(Records from a point labeling set)
________________________________________
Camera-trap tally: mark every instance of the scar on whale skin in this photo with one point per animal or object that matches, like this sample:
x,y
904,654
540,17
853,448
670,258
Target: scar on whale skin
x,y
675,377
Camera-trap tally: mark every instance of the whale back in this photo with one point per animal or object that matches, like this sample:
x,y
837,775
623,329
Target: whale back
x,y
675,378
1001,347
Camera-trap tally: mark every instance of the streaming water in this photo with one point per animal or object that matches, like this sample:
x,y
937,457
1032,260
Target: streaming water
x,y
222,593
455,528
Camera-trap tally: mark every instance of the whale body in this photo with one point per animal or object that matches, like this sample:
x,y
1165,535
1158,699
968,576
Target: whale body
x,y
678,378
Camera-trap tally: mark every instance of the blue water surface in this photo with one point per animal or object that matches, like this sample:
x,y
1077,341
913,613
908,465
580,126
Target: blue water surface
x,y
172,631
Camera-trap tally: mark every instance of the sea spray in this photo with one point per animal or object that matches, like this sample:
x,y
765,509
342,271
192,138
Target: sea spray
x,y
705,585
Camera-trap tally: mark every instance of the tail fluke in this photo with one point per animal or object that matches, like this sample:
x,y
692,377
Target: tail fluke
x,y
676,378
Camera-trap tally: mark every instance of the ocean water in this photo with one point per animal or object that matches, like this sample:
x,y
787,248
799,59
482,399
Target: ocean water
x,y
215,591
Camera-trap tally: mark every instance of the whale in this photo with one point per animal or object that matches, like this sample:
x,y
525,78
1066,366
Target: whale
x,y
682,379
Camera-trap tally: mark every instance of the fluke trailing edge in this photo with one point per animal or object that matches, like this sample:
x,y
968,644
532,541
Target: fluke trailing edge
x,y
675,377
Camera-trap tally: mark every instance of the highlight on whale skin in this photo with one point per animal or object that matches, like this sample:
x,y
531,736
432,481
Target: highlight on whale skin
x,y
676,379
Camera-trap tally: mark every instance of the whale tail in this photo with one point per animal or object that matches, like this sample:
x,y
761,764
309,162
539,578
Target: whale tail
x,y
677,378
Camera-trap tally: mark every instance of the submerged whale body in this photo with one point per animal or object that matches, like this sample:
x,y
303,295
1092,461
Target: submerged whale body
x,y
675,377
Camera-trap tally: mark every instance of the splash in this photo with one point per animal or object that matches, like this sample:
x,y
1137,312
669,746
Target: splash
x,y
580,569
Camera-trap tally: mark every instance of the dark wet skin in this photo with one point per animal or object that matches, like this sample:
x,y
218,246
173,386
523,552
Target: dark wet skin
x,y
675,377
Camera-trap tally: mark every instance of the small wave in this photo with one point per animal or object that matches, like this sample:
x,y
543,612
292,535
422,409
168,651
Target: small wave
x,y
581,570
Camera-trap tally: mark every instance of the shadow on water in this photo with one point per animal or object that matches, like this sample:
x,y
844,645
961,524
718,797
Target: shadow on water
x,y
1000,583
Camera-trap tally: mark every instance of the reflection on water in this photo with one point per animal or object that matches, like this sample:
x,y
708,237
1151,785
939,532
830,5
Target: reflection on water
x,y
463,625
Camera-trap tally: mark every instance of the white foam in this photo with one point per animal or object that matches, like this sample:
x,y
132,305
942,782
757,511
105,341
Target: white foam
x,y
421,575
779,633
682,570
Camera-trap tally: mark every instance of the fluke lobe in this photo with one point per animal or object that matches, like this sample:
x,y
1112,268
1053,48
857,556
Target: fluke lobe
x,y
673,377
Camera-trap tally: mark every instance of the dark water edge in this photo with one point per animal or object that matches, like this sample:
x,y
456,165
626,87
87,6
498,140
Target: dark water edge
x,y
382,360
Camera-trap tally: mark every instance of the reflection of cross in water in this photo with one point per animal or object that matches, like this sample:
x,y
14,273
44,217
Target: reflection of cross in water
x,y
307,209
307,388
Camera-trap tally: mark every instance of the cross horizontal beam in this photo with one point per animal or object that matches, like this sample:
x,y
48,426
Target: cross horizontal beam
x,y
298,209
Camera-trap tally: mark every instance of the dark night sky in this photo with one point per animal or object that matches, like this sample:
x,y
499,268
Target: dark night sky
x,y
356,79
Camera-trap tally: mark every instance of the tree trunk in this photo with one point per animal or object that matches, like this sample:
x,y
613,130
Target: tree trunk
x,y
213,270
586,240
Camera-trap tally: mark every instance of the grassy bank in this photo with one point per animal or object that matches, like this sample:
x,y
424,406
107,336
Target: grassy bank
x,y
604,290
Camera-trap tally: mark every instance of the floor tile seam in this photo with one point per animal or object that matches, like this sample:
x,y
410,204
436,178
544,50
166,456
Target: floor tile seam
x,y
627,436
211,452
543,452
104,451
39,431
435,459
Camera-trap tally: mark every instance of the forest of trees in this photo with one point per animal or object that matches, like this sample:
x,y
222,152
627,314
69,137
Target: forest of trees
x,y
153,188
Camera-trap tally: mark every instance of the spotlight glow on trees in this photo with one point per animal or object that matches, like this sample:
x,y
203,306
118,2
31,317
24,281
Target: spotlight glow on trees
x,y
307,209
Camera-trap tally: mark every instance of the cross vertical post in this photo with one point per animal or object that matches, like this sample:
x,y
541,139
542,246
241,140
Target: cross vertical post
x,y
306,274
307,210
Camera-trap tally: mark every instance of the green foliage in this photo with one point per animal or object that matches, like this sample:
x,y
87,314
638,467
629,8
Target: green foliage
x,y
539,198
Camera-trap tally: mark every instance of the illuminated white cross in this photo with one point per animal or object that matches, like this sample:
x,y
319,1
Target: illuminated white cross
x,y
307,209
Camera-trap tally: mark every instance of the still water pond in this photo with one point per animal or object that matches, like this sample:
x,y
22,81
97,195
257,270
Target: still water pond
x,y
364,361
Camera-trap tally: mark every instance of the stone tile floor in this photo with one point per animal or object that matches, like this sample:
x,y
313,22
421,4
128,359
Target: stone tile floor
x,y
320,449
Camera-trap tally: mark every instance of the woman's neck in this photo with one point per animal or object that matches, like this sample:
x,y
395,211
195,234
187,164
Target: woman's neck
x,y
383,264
________________________________________
- _Task directions_
Copy the entries above exactly, leaving none out.

- _Reply to the exercise_
Camera-trap tally: mark every instance of the scar on whale skin in this photo with one point per animal or object that matches, like this sample:
x,y
904,654
540,17
853,448
670,258
Target: scar on whale skin
x,y
675,377
Camera-trap tally: mark every instance of the whale back in this photo with one point per animal or object that matches, like this sample:
x,y
837,775
623,329
Target: whale back
x,y
675,378
1001,347
Camera-trap tally: mark every instance of the streaming water in this photo with one point per animal or object that matches, like this sample:
x,y
937,457
1032,260
Target: streaming water
x,y
222,593
455,528
Camera-trap tally: mark every instance of the whale body in this photo with one point per animal or object that matches, like this sample:
x,y
1165,535
1158,699
968,576
Target: whale body
x,y
678,378
Camera-trap tally: mark every instance of the blue water surface in this photo with one point per animal or object that matches, like this sample:
x,y
1077,341
913,613
908,465
580,126
Target: blue water surface
x,y
172,631
Camera-trap tally: mark every instance of the sea spray in this photo with one point per animal or object that matches, like this sample:
x,y
765,509
342,271
192,138
Target: sea spray
x,y
705,585
Camera-trap tally: mark every instance of the tail fluke in this photo with one point per animal or object that matches, like this sample:
x,y
692,377
Target: tail fluke
x,y
676,378
Camera-trap tally: mark every instance of the ocean water in this photo with one point per animal or object that matches, like this sample:
x,y
787,248
799,59
482,399
Target: ocean water
x,y
215,591
Camera-trap tally: mark every instance of the whale in this photo with one point per animal or object that matches, like this sample:
x,y
525,78
1066,366
Target: whale
x,y
682,379
Camera-trap tally: mark every instance of the fluke trailing edge in this photo with one point per animal or object that matches, like this sample:
x,y
968,644
532,541
Target: fluke trailing edge
x,y
675,377
Camera-trap tally: mark every instance of the highlight on whale skin in this photo with one point per animal or object that matches, like this sample:
x,y
531,736
432,481
Target: highlight on whale skin
x,y
676,379
Camera-trap tally: mark every instance of the whale tail in this photo with one point per animal or object that matches, like this sample:
x,y
761,764
309,162
539,578
Target: whale tail
x,y
677,378
Camera-trap tally: mark every instance of the submerged whale body in this photo with one point per animal or object that matches, like this sample:
x,y
303,295
1092,461
Target: submerged whale body
x,y
675,377
Camera-trap tally: mark every instance of the splash in this photo with one point per animal or object that matches, like this sample:
x,y
1137,312
669,746
Target: splash
x,y
580,569
Camera-trap tally: mark every instance of the dark wet skin in this photo with one point per animal or object that matches, like this sample:
x,y
218,246
173,386
523,552
Target: dark wet skin
x,y
675,377
Camera-trap tally: mark every instance of the small wave in this photo with one point per animal or object that matches, like this sample:
x,y
543,612
292,535
422,409
168,651
Target: small wave
x,y
581,570
Camera-trap tally: mark every instance of the shadow on water in this photo with one point per animal or object that matches, like this sample:
x,y
844,645
961,524
718,797
Target: shadow on water
x,y
1000,583
Camera-trap tally: mark every instance of the reflection on water in this photo with one point per animal or object that matches, like this sample:
x,y
708,237
1151,785
939,532
830,5
Target: reflection on water
x,y
463,625
Camera-trap tally: mark every instance of the white foam in this photo with one point per animal or object that matches, like this sample:
x,y
132,305
942,782
757,511
105,341
Target: white foam
x,y
421,575
779,633
682,570
Camera-trap tally: mark every instance of the fluke lobe in this photo with one point per animal or object that matches, like this sample:
x,y
1112,268
1053,48
857,556
Target: fluke lobe
x,y
673,377
Camera-trap tally: mark every instance of the dark water edge in this photo with one point per animal or object that matches, like this sample:
x,y
456,165
626,87
87,6
498,140
Target: dark water edge
x,y
382,360
Camera-trap tally: mark every instance of the reflection of cross in water in this photo with one point per animal or object that matches, like this sample:
x,y
14,273
44,217
Target: reflection of cross in water
x,y
307,209
307,388
Camera-trap tally: mark every instance of the cross horizontal beam in this photo with one point per animal or object that matches, like this sample:
x,y
48,426
Target: cross horizontal beam
x,y
298,209
Camera-trap tally: mark every instance of the dark night sky in this photo with one point per animal or object that matches, like this sample:
x,y
499,268
Target: dark night sky
x,y
356,79
Camera-trap tally: mark every instance of the tree trunk in this photo with one point per animal or object that matches, like this sample:
x,y
613,130
Target: tree trunk
x,y
213,270
586,240
Camera-trap tally: mark every instance of the grassy bank in this photo with one point per animal or object that matches, like this sample:
x,y
424,406
107,336
Target: grassy bank
x,y
604,290
Camera-trap tally: mark every instance of the floor tile seam in this photo with one point per animal or object that matches, like this sample:
x,y
410,204
436,178
544,50
166,456
Target: floor tile seam
x,y
627,436
211,452
543,452
104,451
39,431
435,459
Camera-trap tally: mark every instance of the forest of trees in this photo with one point per animal or object that matches, like this sample:
x,y
222,152
627,314
69,137
Target: forest of trees
x,y
153,188
Camera-trap tally: mark every instance of the spotlight glow on trees in this photo with one point per animal or object that matches, like this sample:
x,y
203,306
118,2
31,317
24,281
Target: spotlight glow on trees
x,y
307,209
Camera-trap tally: mark every instance of the cross vertical post in this photo with one point per animal or object that matches, like this sample:
x,y
541,139
542,246
241,140
Target: cross vertical post
x,y
306,274
307,210
Camera-trap tally: mark every instance of the green foliage in this photo with one point per animal or object that matches, like this sample:
x,y
87,314
638,467
629,8
Target: green foliage
x,y
539,198
Camera-trap tally: mark every instance of the illuminated white cross in this photo with one point per animal or object that matches, like this sample:
x,y
319,1
Target: illuminated white cross
x,y
307,209
Camera-trap tally: mark every instance of the still water pond in this photo with one point per animal or object that matches, like this sample:
x,y
22,81
97,195
257,270
Target: still water pond
x,y
364,361
Camera-trap tally: mark every instance of the stone tile floor in this photo with one point per animal or object that matches, like this sample:
x,y
313,22
421,4
128,359
Target: stone tile floor
x,y
320,449
Camera-trap tally: mark every instance of the woman's neck in this photo with one point per animal or object that matches, like this sample:
x,y
395,211
195,234
187,164
Target: woman's neck
x,y
383,264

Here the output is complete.